When someone is struggling, the solution is rarely just information. Knowing you should sleep better, eat well or exercise doesn’t help if trauma, poverty, grief, sensory overload or sheer exhaustion are standing in the way. Recovery isn’t about perfect advice: it’s about the messy, real process of trying, failing, adjusting and slowly finding new ways forward.
AI can suggest. But it cannot sit with you in silence when the weight of depression feels unbearable. It cannot walk beside you to the local shop when you haven’t left the house in weeks. It cannot notice how you hesitate over the kettle, revealing anxiety or cognitive change. It cannot build the trust that comes from two human beings working together in real time, in real life.
Occupational therapy has been supporting mental health for centuries. As far back as the 17th century, ‘moral treatment’ in psychiatric hospitals emphasised purposeful activity as part of recovery. Today, mental health OTs work in NHS wards, GP practices, schools, prisons, community teams and people’s homes.
We help people rediscover their ‘occupational identity’ – the roles and activities that give life shape. For one person, that might be cooking a Sunday dinner. For another, getting back to education. For someone else, it’s learning to rest without guilt.
Unlike coaching or self-help, OT is a regulated health profession. Occupational therapists are educated to degree level, understand complex conditions and must be registered with the Health and Care Professions Council. Many specialise further in psychological approaches such as CBT, DBT and trauma-informed care – combining clinical knowledge with practical, hands-on strategies that actually work in the flow of daily life.
As AI takes on more work, our jobs, routines, social connections and even identities are likely to change. Research shows that purposeful activity, not just ‘keeping busy’ but doing things that matter, protects mental health, improves recovery from illness and even extends life expectancy. If those anchors are less secure, the potential risk of loneliness, depression and decline grows.

* **Supplied information**:
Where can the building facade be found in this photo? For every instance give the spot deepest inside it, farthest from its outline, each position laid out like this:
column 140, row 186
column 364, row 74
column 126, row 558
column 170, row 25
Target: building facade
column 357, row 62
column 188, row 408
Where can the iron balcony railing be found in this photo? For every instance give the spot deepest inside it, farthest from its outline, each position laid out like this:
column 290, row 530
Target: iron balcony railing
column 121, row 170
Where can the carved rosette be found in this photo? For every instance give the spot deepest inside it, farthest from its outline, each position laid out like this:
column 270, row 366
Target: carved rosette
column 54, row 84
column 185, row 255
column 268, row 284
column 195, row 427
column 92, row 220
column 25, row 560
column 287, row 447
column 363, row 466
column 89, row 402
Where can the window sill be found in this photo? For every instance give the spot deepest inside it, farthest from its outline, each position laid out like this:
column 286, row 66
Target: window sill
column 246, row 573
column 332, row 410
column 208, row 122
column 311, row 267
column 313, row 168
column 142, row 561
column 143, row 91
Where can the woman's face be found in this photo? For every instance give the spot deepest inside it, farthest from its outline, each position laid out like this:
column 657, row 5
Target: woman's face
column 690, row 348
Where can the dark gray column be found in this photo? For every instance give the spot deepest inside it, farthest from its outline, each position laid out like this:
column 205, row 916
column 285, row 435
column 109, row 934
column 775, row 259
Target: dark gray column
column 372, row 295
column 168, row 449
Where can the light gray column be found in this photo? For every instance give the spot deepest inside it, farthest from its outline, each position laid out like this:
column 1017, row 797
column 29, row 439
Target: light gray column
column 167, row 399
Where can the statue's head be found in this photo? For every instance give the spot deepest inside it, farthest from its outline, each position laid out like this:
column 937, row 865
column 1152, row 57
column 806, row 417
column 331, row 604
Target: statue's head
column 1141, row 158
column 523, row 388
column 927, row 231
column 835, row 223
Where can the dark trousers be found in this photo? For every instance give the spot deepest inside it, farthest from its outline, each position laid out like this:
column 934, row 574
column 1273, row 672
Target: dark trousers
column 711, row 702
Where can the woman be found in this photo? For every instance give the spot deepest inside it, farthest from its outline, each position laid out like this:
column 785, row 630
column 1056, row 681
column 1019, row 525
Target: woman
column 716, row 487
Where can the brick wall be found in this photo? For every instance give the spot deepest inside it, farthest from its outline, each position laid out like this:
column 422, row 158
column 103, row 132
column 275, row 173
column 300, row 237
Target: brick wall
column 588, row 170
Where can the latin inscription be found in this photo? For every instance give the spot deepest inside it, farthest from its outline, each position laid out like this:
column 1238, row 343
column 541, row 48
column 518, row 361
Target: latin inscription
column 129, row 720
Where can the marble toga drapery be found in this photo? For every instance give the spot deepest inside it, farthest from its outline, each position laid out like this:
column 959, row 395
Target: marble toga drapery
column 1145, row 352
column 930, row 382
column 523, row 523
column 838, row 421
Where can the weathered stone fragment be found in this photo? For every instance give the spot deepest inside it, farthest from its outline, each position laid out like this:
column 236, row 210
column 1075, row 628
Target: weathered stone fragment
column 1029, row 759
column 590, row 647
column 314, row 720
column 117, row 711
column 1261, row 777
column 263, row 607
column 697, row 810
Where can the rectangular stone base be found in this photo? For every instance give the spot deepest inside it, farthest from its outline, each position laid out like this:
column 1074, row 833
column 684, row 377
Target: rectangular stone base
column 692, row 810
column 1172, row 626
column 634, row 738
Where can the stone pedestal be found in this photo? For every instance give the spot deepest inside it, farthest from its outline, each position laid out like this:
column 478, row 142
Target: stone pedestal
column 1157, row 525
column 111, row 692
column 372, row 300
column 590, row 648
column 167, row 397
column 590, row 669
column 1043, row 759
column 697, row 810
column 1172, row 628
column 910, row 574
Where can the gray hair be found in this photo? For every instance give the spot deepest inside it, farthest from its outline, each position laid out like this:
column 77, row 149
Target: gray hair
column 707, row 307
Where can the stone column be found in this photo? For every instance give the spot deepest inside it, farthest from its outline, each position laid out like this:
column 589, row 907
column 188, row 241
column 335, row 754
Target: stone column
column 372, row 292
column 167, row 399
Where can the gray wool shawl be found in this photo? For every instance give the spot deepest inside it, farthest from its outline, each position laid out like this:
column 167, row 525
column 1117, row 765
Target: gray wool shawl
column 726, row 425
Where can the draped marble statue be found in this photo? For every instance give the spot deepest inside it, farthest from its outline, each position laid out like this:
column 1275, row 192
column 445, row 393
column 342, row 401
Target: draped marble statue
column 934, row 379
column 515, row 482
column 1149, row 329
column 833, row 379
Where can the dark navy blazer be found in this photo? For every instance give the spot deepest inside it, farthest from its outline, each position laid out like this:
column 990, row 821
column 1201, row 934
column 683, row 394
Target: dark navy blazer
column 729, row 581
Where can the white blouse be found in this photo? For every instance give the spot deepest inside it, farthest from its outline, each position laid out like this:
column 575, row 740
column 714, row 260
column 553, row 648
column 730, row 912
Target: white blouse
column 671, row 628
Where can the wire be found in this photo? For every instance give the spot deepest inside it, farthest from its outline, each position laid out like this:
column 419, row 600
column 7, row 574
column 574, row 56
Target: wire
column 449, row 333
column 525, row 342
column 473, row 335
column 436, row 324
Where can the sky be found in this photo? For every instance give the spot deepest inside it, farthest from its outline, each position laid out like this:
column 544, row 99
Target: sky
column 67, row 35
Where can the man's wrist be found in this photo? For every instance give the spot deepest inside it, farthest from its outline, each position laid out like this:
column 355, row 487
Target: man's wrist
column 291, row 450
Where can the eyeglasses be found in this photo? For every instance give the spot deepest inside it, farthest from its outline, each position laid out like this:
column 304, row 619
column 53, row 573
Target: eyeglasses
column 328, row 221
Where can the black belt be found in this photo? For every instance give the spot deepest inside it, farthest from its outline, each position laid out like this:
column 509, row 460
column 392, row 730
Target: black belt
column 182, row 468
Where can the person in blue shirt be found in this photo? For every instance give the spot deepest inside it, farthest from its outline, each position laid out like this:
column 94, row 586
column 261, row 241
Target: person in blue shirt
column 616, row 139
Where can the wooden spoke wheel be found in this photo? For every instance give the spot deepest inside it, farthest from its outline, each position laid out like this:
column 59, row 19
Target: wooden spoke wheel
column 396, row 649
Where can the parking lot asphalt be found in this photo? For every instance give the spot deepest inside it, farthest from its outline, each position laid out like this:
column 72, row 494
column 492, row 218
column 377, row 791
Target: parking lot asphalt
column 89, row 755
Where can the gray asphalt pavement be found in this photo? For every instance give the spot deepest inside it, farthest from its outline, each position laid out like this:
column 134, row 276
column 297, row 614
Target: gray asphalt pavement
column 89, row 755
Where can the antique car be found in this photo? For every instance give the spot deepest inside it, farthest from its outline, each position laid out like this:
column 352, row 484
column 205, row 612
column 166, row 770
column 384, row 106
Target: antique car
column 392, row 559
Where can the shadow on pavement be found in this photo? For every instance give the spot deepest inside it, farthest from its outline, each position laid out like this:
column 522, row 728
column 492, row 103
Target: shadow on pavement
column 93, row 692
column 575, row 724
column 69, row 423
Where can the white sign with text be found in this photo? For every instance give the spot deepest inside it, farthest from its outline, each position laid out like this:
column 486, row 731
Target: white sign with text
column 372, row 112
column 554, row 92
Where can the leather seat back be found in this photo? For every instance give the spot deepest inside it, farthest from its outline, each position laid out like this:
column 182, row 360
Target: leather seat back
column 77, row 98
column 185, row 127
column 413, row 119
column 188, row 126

* **Assignment**:
Can you reproduce the passage on occupational therapy and AI, word for word, from "Unlike coaching or" to "and decline grows."? The records have nothing to do with what comes next.

* **Answer section**:
Unlike coaching or self-help, OT is a regulated health profession. Occupational therapists are educated to degree level, understand complex conditions and must be registered with the Health and Care Professions Council. Many specialise further in psychological approaches such as CBT, DBT and trauma-informed care – combining clinical knowledge with practical, hands-on strategies that actually work in the flow of daily life.
As AI takes on more work, our jobs, routines, social connections and even identities are likely to change. Research shows that purposeful activity, not just ‘keeping busy’ but doing things that matter, protects mental health, improves recovery from illness and even extends life expectancy. If those anchors are less secure, the potential risk of loneliness, depression and decline grows.